#### READING PASSAGE:
((
The weekly gym sessions – which are also enjoyed by the Villa Murphy priests Fathers Eddie Welling, Adrian Noonan and Tong Tran – are just one of the activities organised by Clergy Care as part of its mission to look after the physical and emotional wellbeing of the 120 priests, deacons, seminarians and housekeepers in the Adelaide Archdiocese.

For Brie and Heidi Oria every working day is different and there is no 9 to 5 routine.

“We never have two days the same and we have to be very flexible with our time and be ready to travel long distances to visit regional priests,” Heidi said.

Some of their role includes organising and attending medical appointments with those priests who require assistance and as a registered nurse, Brie is also able to conduct health assessments, care planning and referrals to health services when required. Checking vital signs such as blood pressure, temperature, pulse, sometimes medication administration and wound care are also provided when needed.
))
#### RECORD EXTRACTS:
((
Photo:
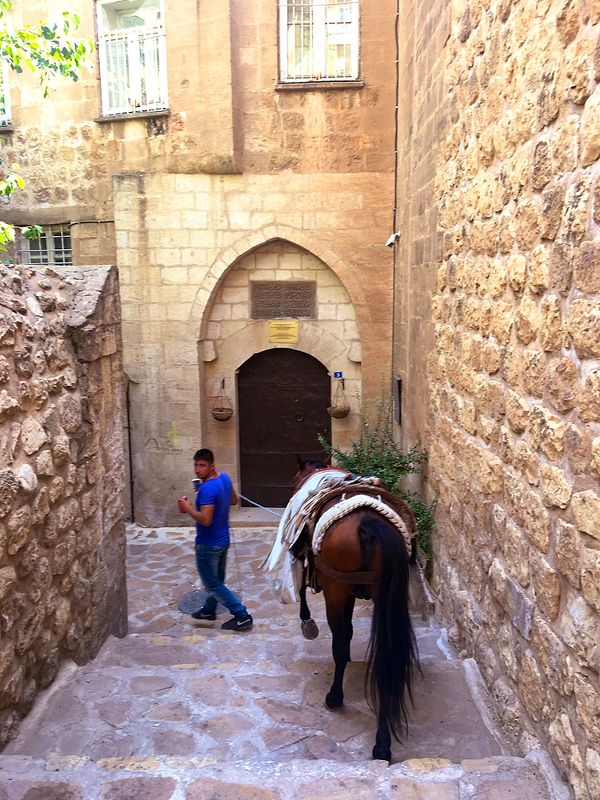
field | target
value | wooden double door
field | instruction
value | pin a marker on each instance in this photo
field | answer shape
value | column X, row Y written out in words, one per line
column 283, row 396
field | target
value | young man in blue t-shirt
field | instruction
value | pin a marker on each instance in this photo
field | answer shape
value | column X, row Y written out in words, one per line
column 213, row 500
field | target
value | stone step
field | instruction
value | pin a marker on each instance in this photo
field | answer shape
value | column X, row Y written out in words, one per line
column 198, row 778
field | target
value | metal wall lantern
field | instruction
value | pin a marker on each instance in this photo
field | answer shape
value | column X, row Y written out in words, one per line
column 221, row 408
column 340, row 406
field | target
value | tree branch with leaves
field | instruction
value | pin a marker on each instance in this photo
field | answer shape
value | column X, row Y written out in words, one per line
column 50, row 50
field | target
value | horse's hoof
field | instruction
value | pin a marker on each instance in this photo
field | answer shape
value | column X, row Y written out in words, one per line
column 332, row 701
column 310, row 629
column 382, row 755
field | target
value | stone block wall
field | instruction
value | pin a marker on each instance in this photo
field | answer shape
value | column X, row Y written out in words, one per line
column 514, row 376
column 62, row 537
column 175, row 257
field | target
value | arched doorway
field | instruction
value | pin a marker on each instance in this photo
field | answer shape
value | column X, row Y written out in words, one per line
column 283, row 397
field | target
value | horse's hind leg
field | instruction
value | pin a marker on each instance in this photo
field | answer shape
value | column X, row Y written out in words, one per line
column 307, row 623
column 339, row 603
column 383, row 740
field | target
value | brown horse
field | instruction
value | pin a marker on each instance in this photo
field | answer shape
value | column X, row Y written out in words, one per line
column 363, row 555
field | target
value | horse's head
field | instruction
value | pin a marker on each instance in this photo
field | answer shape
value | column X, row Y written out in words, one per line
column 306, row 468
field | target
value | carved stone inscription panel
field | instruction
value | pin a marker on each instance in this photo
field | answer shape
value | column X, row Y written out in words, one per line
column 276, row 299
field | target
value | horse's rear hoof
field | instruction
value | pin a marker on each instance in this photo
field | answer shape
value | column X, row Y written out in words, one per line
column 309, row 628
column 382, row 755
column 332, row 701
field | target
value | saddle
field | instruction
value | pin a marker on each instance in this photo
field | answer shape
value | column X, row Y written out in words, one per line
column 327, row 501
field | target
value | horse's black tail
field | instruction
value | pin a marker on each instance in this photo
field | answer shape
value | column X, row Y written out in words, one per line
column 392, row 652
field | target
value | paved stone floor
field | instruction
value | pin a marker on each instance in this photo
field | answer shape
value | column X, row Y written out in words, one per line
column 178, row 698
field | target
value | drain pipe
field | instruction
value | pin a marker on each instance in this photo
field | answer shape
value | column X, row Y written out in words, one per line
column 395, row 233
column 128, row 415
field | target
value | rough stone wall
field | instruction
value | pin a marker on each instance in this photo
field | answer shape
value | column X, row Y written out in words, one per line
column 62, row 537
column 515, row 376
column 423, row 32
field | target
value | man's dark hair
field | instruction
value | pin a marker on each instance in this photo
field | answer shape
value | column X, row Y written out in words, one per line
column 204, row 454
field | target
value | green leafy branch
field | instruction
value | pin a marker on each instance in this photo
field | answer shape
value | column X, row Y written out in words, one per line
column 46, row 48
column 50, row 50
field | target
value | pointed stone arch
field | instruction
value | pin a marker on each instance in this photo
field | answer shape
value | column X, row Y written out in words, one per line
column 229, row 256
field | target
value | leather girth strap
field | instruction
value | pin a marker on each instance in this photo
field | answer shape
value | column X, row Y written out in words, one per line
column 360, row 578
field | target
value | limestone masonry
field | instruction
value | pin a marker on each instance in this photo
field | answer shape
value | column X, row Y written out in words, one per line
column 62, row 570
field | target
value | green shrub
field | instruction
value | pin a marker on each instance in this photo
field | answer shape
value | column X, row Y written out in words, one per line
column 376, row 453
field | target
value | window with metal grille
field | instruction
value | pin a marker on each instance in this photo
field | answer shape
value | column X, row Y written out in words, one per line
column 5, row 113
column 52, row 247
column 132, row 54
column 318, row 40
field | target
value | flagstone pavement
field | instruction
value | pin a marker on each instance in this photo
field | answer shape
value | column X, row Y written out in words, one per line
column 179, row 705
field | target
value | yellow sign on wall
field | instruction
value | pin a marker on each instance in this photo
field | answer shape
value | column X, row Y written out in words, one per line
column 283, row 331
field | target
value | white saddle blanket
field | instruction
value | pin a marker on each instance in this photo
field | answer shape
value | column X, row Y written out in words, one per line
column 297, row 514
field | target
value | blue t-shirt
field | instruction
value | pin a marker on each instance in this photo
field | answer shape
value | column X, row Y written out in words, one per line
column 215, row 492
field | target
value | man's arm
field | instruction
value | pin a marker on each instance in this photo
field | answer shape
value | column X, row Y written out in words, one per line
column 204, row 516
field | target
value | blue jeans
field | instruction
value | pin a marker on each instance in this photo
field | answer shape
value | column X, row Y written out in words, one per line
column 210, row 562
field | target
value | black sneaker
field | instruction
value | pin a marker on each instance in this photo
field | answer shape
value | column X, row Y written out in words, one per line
))
#### TASK INSTRUCTIONS:
- A) Reproduce word for word the part of the Clergy Care passage between "The weekly gym" and "to 5 routine.", inclusive.
- B) Render this sentence from the Clergy Care passage in Spanish: "For Brie and Heidi Oria every working day is different and there is no 9 to 5 routine."
- C) Carry on the passage about Clergy Care from the point where it ends.

#### ANSWERS PER TASK:
- A)
The weekly gym sessions – which are also enjoyed by the Villa Murphy priests Fathers Eddie Welling, Adrian Noonan and Tong Tran – are just one of the activities organised by Clergy Care as part of its mission to look after the physical and emotional wellbeing of the 120 priests, deacons, seminarians and housekeepers in the Adelaide Archdiocese.

For Brie and Heidi Oria every working day is different and there is no 9 to 5 routine.

- B) Para Brie y Heidi Oria, cada día de trabajo es diferente y no hay una rutina de 9 a 5.

- C)
Getting phone calls out of hours from priests concerned about their health goes with the territory and on the weekends you will often see Brie and Heidi attending social functions for the clergy.

The team regularly collects information from the priests about their areas of interest and organise social events accordingly.

During the Fringe they attended a concert at the Norwood Town Hall and this month there is a tour of the Adelaide Oval.

When the Archdiocese’s oldest priest Mgr Vincent Tiggeman turned 90 in March, the Clergy Care Team was happy to help organise the celebrations.

International priests arriving to start their ministry in the Archdiocese are greeted at the airport with a welcome basket containing items such as toiletries, sunscreen, moisturiser, stamps, stationery, a Metro card, bus and tram timetables and a map of the city. They also receive visits and ongoing transitional support from the team, to get an overview of the local medical system and put them in contact with any medical services they may require.

Heidi, who has a background in aged care, is also on hand to help the priests with shopping requests and tours around the CBD.

With more than a quarter of the priests in their care now in retirement, Brie said raising awareness of self-care was fundamental for positive ageing. Information sessions and presentations have been organised to equip the priests with the practical knowledge they need to make informed decisions.

Recently leading geriatrician Dr Jane Hecker spoke to a group of retired priests about ways of protecting the brain from ageing and diseases such as Alzheimer’s.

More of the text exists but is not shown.